Reproduce every line of the following data word for word, keeping the order and leaving nothing out.

*PROVIDED DATA:*
+-------+

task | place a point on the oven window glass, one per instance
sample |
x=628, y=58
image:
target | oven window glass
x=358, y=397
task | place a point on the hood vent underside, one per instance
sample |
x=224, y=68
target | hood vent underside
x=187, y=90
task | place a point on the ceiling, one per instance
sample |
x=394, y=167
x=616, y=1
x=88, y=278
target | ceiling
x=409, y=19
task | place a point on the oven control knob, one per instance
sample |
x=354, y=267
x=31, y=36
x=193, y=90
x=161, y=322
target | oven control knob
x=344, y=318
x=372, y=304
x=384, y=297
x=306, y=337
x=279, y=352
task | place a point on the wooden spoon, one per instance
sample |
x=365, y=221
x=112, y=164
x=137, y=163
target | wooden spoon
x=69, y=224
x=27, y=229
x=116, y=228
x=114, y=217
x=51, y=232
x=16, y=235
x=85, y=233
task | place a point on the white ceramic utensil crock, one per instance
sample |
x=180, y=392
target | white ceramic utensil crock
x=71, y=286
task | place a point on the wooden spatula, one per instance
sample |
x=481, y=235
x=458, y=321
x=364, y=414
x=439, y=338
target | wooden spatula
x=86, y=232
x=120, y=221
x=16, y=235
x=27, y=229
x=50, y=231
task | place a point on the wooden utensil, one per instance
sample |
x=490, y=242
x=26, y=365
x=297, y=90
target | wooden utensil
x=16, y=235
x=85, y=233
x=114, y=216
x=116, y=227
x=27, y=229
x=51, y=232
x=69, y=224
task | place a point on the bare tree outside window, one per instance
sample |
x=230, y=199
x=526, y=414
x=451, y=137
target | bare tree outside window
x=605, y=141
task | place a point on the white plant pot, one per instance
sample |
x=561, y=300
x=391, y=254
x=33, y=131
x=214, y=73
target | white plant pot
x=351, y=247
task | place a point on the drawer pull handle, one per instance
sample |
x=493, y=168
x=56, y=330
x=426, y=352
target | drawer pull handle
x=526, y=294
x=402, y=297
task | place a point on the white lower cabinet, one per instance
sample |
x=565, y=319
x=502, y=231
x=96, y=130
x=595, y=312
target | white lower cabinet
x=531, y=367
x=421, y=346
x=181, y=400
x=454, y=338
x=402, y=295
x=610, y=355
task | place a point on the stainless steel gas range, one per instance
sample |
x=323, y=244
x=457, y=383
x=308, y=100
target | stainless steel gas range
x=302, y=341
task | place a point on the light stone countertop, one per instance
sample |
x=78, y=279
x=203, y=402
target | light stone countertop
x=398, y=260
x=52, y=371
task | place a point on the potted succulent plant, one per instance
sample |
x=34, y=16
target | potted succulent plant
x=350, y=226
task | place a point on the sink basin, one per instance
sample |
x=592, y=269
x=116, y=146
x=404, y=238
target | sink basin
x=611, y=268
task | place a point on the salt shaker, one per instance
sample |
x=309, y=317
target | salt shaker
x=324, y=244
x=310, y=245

+-------+

*RESPONSE FOR THIS EXERCISE:*
task | place a point on the oven window glass, one per instance
sample |
x=628, y=58
image:
target | oven window glass
x=358, y=397
task | place a point on the hood vent underside, one per instance
sample |
x=224, y=68
target | hood vent underside
x=187, y=90
task | place a point on the ceiling, one per instance
sample |
x=394, y=167
x=616, y=1
x=88, y=278
target | ceiling
x=409, y=19
task | place a point on the oven control knob, one per instance
sample |
x=354, y=267
x=31, y=36
x=193, y=90
x=161, y=322
target | oven control knob
x=344, y=318
x=372, y=304
x=384, y=297
x=306, y=337
x=279, y=352
task | place a point on the wooden spoon, one per instance
sample |
x=365, y=221
x=112, y=164
x=137, y=163
target | wooden spoon
x=69, y=224
x=27, y=229
x=116, y=228
x=114, y=217
x=51, y=232
x=16, y=235
x=85, y=233
task | place a point on the white ceramic utensil crock, one per instance
sample |
x=180, y=392
target | white ceramic utensil crock
x=71, y=286
task | place a point on the wooden spatula, one per instance
sample |
x=481, y=235
x=458, y=321
x=364, y=414
x=439, y=338
target | wooden spatula
x=86, y=232
x=120, y=221
x=16, y=235
x=27, y=229
x=50, y=231
task | place a point on the wooden utensil, one per instance
sample |
x=490, y=242
x=26, y=365
x=297, y=90
target | wooden utensil
x=16, y=235
x=85, y=233
x=114, y=216
x=116, y=227
x=27, y=229
x=51, y=232
x=69, y=224
task | place a point on the bare tree outside window, one per instance
sample |
x=230, y=199
x=526, y=414
x=451, y=137
target | bare tree outside window
x=605, y=141
task | place a point on the white plant pot, one per instance
sample |
x=561, y=300
x=391, y=254
x=33, y=131
x=214, y=73
target | white plant pot
x=351, y=247
task | place a point on the drawer pull handle, one per instance
sample |
x=493, y=168
x=56, y=330
x=426, y=352
target | drawer pull handle
x=526, y=294
x=402, y=297
task | place a point on the white lower cabinet, one per instance
sample |
x=565, y=319
x=502, y=231
x=96, y=130
x=595, y=312
target | white lower cabinet
x=531, y=367
x=421, y=346
x=181, y=400
x=454, y=338
x=402, y=295
x=610, y=355
task | place a point on the stainless steel gas range, one per instance
sample |
x=323, y=244
x=457, y=383
x=308, y=100
target | stainless steel gas range
x=302, y=341
task | place a point on the light stone countertop, one per instance
sample |
x=78, y=279
x=203, y=402
target | light stone countertop
x=398, y=260
x=52, y=371
task | place a point on the potted succulent plant, one per instance
sample |
x=34, y=16
target | potted succulent plant
x=350, y=226
task | place a point on the sink basin, one per instance
sample |
x=592, y=269
x=116, y=146
x=404, y=238
target | sink basin
x=611, y=268
task | place a point on the salt shaker, one per instance
sample |
x=309, y=317
target | salt shaker
x=324, y=244
x=310, y=245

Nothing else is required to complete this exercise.